[Natural-language object grounding data]
- - - - - - -
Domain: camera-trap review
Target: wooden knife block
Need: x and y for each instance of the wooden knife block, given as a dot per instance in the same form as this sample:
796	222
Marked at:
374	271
- - - - - - -
### EXERCISE
Only the lines from the one holding "Target: wooden knife block" through the end of the records should appear in the answer, each repeated exactly.

### EXERCISE ANSWER
Target: wooden knife block
Need: x and y for each instance of the wooden knife block, given as a dot per instance in the same form as this sample:
796	222
Marked at:
374	271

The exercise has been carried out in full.